[TEKSTBLOK]
-*-

Van de wel nagelaten kerstliederen van enkele predikant-dichters, van wie de namen in de kring van de samensteller een vertrouwde klank hadden, beleefden de meeste slechts een kortstondige bloei. Wat nog wel voldoende kleur en geur had uit dit welhaast verdorde boeket bundelde hij. Van Sluiter nam hij als eerste lied op: Lofzang over de verlossing door Christus’ komst in de wereld (prijkte op 25 december 2021 eveneens op de site Christelijke citaten: https://christelijke-citaten.nl/lofzang-over-de-verlossing-door-christus-komst-in-de-wereld). Verder: Van Christus’ heilzame en blijde geboorte (uit Gezangen van Heilige en Godtvruchtige stoffe van Sluiter op 20 december 2007 opnieuw gepubliceerd in De Saambinder, kerkelijk weekblad van de Gereformeerde Gemeenten). En als derde lied: Heilige bedenking over de nederige geboorte van Christus te Bethlehem. De beginregel van laatstgenoemd lied, afkomstig uit Sluiters Psalmen, Lof-Sangen, ende Geestelike Liedekens, vormt de titel van het 66 pagina’s tellende boekje. Ros lichtte er bij toe, dat Sluiter zich aan de hand van het Bijbelse verhaal al mediterend heeft ingeleefd in de armelijke omstandigheden van de kerstnacht.

Arend J. Heideman (kerstkind, geboren op Tweede Kerstdag)           Gelselaar, 21 december 2024

In het laatste vers (17), dat bij Odinks verhaal in Twentsch dagblad Tubantia werd gepubliceerd in 1957 zijn de regels 2 en 3 verwisseld van plek.

-*-

[GEGEVENSRIJEN]

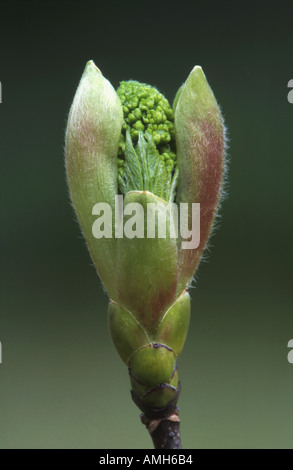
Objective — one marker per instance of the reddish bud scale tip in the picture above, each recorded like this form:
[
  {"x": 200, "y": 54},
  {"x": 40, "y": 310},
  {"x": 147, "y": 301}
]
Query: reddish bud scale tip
[{"x": 200, "y": 140}]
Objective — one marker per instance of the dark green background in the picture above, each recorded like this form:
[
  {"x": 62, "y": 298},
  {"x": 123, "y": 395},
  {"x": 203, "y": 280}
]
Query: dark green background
[{"x": 61, "y": 381}]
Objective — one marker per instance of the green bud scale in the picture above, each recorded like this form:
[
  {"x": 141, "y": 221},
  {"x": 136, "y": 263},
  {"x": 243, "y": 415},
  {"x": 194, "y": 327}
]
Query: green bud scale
[{"x": 132, "y": 143}]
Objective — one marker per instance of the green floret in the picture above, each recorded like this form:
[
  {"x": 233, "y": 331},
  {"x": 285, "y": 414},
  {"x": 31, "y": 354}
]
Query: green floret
[{"x": 147, "y": 151}]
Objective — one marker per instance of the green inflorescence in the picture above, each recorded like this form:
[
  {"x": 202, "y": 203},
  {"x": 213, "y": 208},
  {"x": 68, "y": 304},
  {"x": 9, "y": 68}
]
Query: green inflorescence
[{"x": 147, "y": 152}]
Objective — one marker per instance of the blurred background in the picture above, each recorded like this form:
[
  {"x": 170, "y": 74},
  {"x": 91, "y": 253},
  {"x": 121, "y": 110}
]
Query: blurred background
[{"x": 62, "y": 385}]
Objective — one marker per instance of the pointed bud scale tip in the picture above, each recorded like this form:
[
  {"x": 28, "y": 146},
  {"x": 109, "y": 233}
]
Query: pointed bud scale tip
[
  {"x": 91, "y": 64},
  {"x": 92, "y": 137},
  {"x": 200, "y": 143}
]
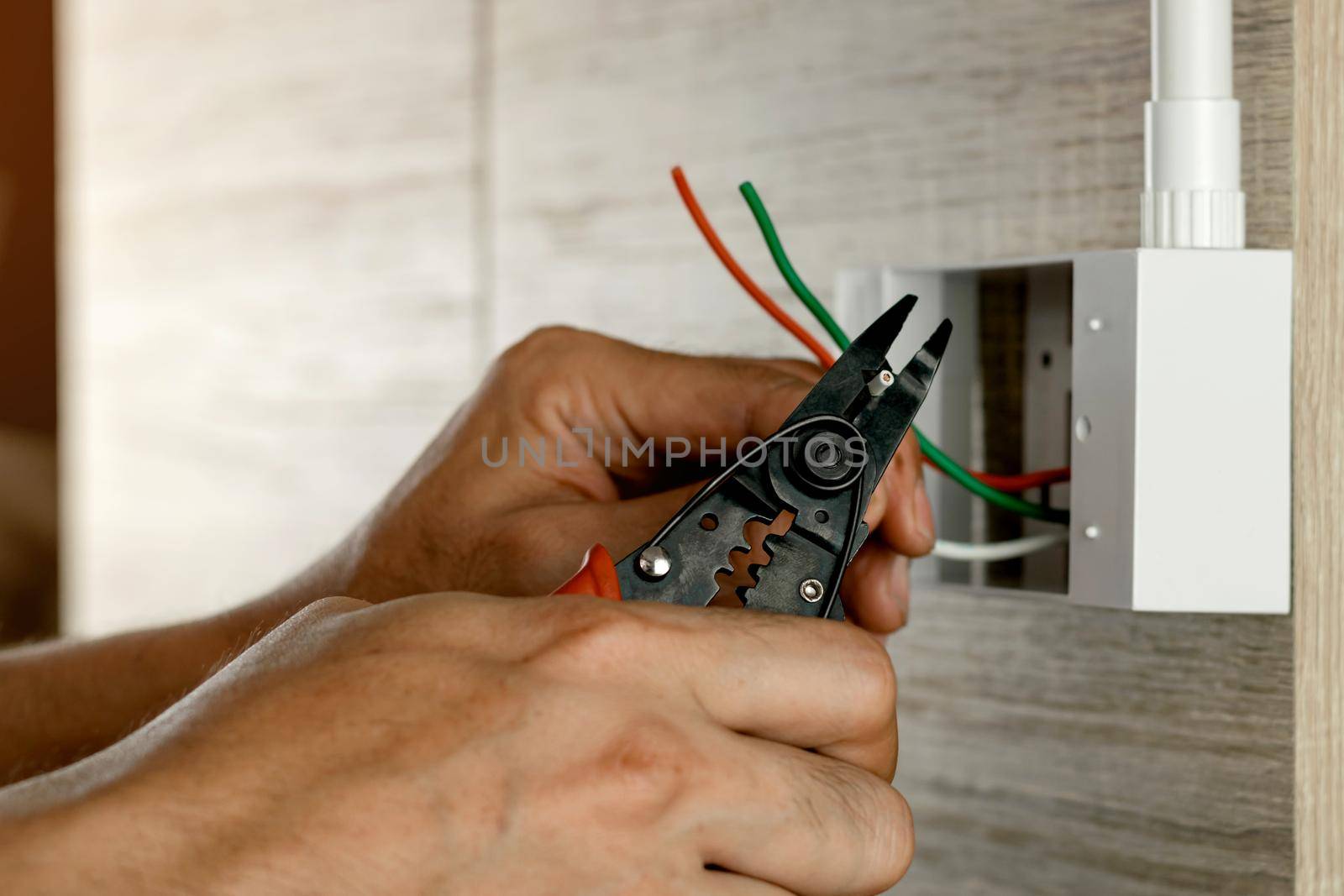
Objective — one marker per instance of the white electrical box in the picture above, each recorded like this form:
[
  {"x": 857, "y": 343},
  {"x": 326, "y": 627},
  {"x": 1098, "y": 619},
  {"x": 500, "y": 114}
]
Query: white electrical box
[{"x": 1162, "y": 376}]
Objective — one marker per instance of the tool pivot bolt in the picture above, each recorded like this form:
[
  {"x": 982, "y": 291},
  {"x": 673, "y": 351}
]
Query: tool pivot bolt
[
  {"x": 811, "y": 590},
  {"x": 655, "y": 562}
]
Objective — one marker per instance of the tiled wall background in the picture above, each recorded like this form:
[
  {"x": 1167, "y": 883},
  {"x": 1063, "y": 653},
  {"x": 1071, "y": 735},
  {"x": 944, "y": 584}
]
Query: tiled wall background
[{"x": 293, "y": 233}]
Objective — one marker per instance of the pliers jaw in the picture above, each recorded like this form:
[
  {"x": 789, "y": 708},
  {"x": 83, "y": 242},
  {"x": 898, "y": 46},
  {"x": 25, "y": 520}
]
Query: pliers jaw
[{"x": 820, "y": 469}]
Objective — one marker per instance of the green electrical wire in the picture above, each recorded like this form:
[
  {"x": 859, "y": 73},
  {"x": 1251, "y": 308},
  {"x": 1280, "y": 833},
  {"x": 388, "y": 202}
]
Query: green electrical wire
[{"x": 954, "y": 470}]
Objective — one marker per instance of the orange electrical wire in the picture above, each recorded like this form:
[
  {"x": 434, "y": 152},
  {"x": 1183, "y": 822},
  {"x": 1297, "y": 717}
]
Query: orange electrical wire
[
  {"x": 761, "y": 297},
  {"x": 1003, "y": 483}
]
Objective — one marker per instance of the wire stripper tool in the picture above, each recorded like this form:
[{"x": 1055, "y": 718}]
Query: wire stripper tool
[{"x": 820, "y": 469}]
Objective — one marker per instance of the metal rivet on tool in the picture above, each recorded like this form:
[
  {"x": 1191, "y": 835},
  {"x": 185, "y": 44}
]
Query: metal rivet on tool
[
  {"x": 655, "y": 562},
  {"x": 880, "y": 383},
  {"x": 811, "y": 590}
]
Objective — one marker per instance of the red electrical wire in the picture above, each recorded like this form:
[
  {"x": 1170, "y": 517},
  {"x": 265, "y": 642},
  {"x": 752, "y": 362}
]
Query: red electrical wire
[{"x": 1019, "y": 483}]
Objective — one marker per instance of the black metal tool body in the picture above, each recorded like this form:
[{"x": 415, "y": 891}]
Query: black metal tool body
[{"x": 822, "y": 466}]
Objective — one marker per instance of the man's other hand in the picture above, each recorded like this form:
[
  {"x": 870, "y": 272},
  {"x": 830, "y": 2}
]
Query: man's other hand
[{"x": 479, "y": 512}]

-*-

[OPGAVEN]
#1 In welk weekblad werd het lied "Van Christus’ heilzame en blijde geboorte" volgens de tekst over de kerstliederen op 20 december 2007 opnieuw gepubliceerd?
#2 Neem uit de tekst over de kerstliederen het stuk van "Arend J. Heideman" tot en met "verwisseld van plek." letterlijk over.

[ANTWOORDEN OP VOLGORDE]
#1 In De Saambinder, het kerkelijk weekblad van de Gereformeerde Gemeenten.

#2
Arend J. Heideman (kerstkind, geboren op Tweede Kerstdag)           Gelselaar, 21 december 2024

In het laatste vers (17), dat bij Odinks verhaal in Twentsch dagblad Tubantia werd gepubliceerd in 1957 zijn de regels 2 en 3 verwisseld van plek.